DATA:
╭──

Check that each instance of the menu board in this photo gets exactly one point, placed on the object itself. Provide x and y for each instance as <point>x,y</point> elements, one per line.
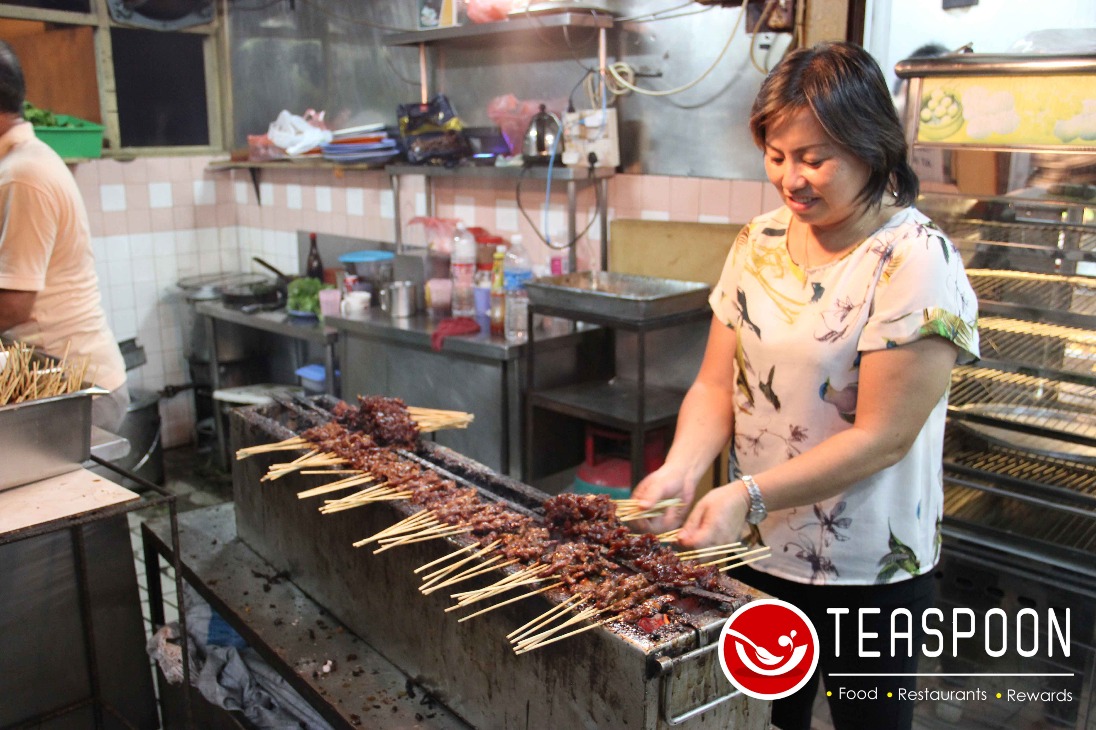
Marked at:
<point>1006,111</point>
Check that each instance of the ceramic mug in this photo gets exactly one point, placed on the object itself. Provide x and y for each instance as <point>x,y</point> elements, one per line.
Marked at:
<point>330,303</point>
<point>399,298</point>
<point>355,303</point>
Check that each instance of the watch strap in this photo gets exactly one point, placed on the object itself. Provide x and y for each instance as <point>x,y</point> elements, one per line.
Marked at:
<point>757,511</point>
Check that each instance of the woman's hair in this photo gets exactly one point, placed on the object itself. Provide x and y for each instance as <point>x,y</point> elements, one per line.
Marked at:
<point>845,90</point>
<point>12,86</point>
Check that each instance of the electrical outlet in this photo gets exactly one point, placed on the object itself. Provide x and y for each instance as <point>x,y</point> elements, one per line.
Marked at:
<point>780,18</point>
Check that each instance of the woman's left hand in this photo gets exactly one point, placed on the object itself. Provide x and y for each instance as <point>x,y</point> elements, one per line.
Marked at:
<point>718,519</point>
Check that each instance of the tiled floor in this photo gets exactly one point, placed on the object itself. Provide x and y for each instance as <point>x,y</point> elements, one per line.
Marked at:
<point>191,476</point>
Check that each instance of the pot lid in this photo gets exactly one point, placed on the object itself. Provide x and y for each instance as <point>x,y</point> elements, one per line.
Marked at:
<point>209,286</point>
<point>372,255</point>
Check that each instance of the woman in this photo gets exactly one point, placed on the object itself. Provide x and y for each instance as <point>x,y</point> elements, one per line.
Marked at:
<point>836,322</point>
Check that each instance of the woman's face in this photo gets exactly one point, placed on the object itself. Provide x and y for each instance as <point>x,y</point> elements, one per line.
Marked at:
<point>819,180</point>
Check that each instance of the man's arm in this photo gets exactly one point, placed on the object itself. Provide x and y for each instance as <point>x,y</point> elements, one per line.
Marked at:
<point>14,307</point>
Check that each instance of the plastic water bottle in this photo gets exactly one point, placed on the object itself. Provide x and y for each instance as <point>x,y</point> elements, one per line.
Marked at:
<point>516,271</point>
<point>463,272</point>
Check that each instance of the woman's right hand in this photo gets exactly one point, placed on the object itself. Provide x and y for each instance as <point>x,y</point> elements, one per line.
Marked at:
<point>664,483</point>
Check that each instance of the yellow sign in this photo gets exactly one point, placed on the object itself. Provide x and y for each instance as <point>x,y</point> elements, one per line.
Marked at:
<point>1045,111</point>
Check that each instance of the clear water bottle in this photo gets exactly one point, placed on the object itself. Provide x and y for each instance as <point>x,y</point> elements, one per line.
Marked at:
<point>516,271</point>
<point>463,272</point>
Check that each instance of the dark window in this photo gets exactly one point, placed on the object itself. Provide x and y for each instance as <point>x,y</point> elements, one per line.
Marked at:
<point>160,81</point>
<point>71,6</point>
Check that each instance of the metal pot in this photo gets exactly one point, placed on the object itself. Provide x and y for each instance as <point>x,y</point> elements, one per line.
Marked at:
<point>543,141</point>
<point>233,342</point>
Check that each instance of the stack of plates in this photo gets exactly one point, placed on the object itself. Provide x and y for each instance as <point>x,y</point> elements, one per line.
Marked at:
<point>364,144</point>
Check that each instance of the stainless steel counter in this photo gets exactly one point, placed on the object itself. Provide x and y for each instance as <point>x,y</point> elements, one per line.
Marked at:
<point>478,374</point>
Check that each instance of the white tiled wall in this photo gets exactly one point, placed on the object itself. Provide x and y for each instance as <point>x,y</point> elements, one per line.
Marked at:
<point>156,221</point>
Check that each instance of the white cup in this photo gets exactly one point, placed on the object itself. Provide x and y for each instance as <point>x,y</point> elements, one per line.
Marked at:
<point>355,303</point>
<point>330,303</point>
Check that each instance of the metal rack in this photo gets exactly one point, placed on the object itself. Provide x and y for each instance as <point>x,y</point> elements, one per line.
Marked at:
<point>1019,453</point>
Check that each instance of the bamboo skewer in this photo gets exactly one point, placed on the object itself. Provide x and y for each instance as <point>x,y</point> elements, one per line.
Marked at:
<point>411,523</point>
<point>288,444</point>
<point>714,549</point>
<point>628,510</point>
<point>26,376</point>
<point>526,628</point>
<point>440,574</point>
<point>527,648</point>
<point>420,537</point>
<point>743,562</point>
<point>360,478</point>
<point>484,567</point>
<point>444,558</point>
<point>509,601</point>
<point>737,556</point>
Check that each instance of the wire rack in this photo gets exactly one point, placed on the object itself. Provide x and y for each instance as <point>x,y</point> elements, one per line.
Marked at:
<point>1042,293</point>
<point>1065,534</point>
<point>1051,350</point>
<point>1058,236</point>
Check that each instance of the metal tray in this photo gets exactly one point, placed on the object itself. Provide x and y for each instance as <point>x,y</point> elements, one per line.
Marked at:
<point>1043,418</point>
<point>45,437</point>
<point>618,296</point>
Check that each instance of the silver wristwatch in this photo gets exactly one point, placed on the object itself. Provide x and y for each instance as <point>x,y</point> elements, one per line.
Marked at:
<point>757,511</point>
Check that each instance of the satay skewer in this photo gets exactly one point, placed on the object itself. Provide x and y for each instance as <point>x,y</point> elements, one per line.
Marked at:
<point>408,524</point>
<point>509,601</point>
<point>472,572</point>
<point>360,478</point>
<point>533,625</point>
<point>288,444</point>
<point>738,556</point>
<point>712,549</point>
<point>742,562</point>
<point>448,570</point>
<point>560,638</point>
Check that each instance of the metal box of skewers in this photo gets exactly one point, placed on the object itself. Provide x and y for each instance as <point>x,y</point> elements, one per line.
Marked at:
<point>42,437</point>
<point>612,676</point>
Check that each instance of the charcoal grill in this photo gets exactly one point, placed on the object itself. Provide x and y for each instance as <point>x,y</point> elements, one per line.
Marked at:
<point>613,676</point>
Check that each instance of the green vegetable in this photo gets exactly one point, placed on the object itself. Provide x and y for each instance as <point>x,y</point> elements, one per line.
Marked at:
<point>304,295</point>
<point>41,117</point>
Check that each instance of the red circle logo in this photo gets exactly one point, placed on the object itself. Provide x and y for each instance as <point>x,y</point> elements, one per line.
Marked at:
<point>768,649</point>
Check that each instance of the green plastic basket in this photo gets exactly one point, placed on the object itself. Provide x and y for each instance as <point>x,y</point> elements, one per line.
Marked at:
<point>82,139</point>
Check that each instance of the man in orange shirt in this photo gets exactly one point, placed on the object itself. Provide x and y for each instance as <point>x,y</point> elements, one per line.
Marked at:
<point>48,289</point>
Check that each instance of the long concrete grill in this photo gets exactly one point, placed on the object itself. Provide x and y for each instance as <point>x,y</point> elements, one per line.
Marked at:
<point>607,677</point>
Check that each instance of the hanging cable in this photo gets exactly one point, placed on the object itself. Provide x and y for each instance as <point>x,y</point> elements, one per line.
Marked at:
<point>765,12</point>
<point>616,73</point>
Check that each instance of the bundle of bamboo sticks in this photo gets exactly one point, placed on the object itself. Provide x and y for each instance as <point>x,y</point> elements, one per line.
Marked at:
<point>25,376</point>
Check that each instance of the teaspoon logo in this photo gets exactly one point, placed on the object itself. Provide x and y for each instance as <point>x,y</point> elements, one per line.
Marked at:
<point>768,649</point>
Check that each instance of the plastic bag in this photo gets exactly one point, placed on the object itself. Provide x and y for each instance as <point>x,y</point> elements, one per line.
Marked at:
<point>297,135</point>
<point>488,11</point>
<point>432,133</point>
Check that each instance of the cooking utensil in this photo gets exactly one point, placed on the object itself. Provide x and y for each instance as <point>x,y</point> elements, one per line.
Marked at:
<point>543,140</point>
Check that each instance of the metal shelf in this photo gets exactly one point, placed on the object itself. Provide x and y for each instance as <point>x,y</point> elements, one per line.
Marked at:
<point>613,403</point>
<point>559,172</point>
<point>1052,351</point>
<point>1036,407</point>
<point>1015,527</point>
<point>1068,300</point>
<point>518,23</point>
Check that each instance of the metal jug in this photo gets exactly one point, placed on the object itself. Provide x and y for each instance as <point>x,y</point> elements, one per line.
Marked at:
<point>543,140</point>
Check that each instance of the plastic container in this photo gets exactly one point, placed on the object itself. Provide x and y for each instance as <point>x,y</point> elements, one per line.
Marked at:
<point>516,272</point>
<point>463,272</point>
<point>498,314</point>
<point>81,138</point>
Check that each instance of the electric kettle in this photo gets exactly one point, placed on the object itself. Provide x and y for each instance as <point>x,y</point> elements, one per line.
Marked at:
<point>543,140</point>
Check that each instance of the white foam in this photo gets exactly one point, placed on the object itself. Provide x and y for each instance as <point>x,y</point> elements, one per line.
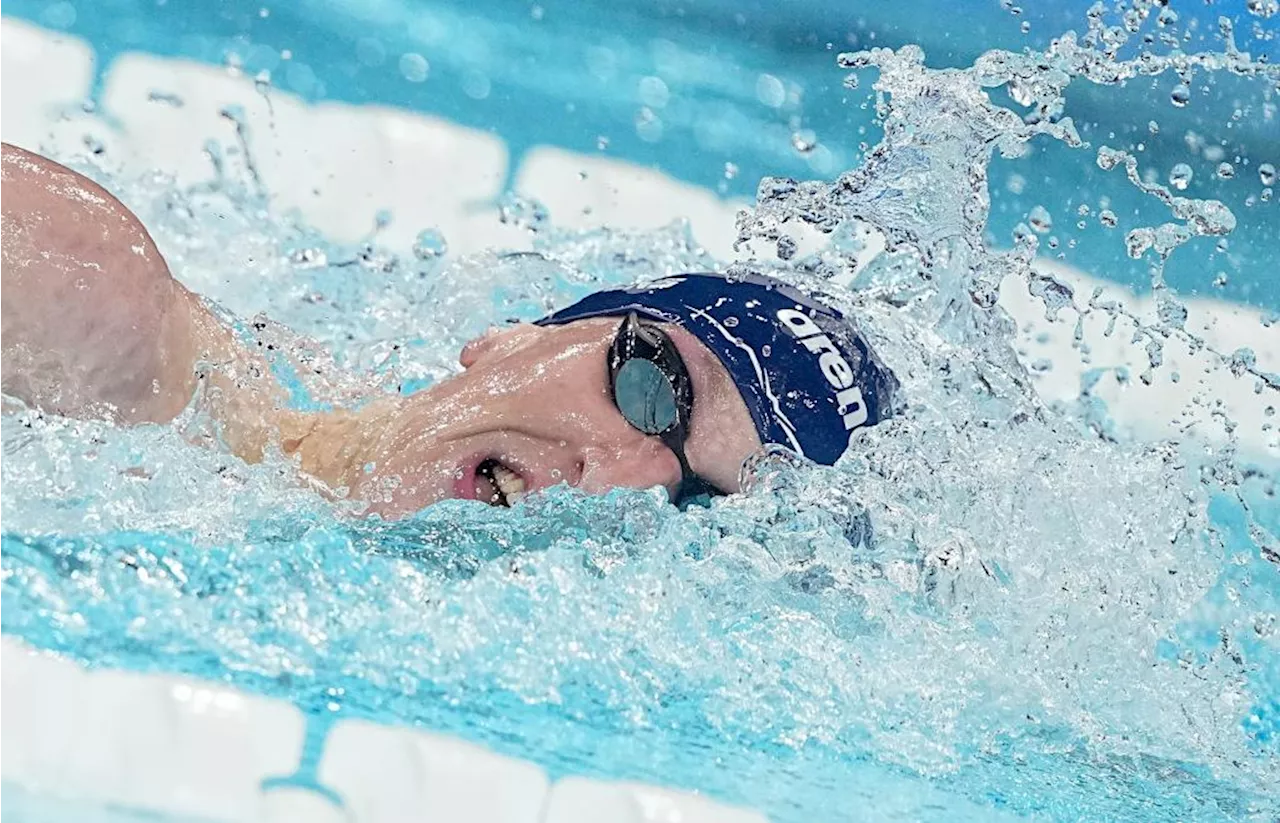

╰──

DIRECTION:
Please copy everything in the records above from the line containing "Check that each instance of the metal box" down to the line containing "<point>41,117</point>", both lines included, without changing anything.

IN RESPONSE:
Check that each instance of the metal box of skewers in this photo gets exactly one point, placed on the object itself. Provide x and y for each instance as <point>x,y</point> elements, one per line.
Marked at:
<point>42,437</point>
<point>612,676</point>
Check that each instance of the charcoal grill in this photo gets exactly one point, placed on the object itself. Provide x and y for each instance as <point>x,y</point> elements, one per line.
Marked at:
<point>613,676</point>
Check that each instance of the green vegetable in this photo gets exactly one point, placed on the object itself. Provide x and y for each instance as <point>x,y</point> elements, one per line.
Marked at:
<point>304,295</point>
<point>41,117</point>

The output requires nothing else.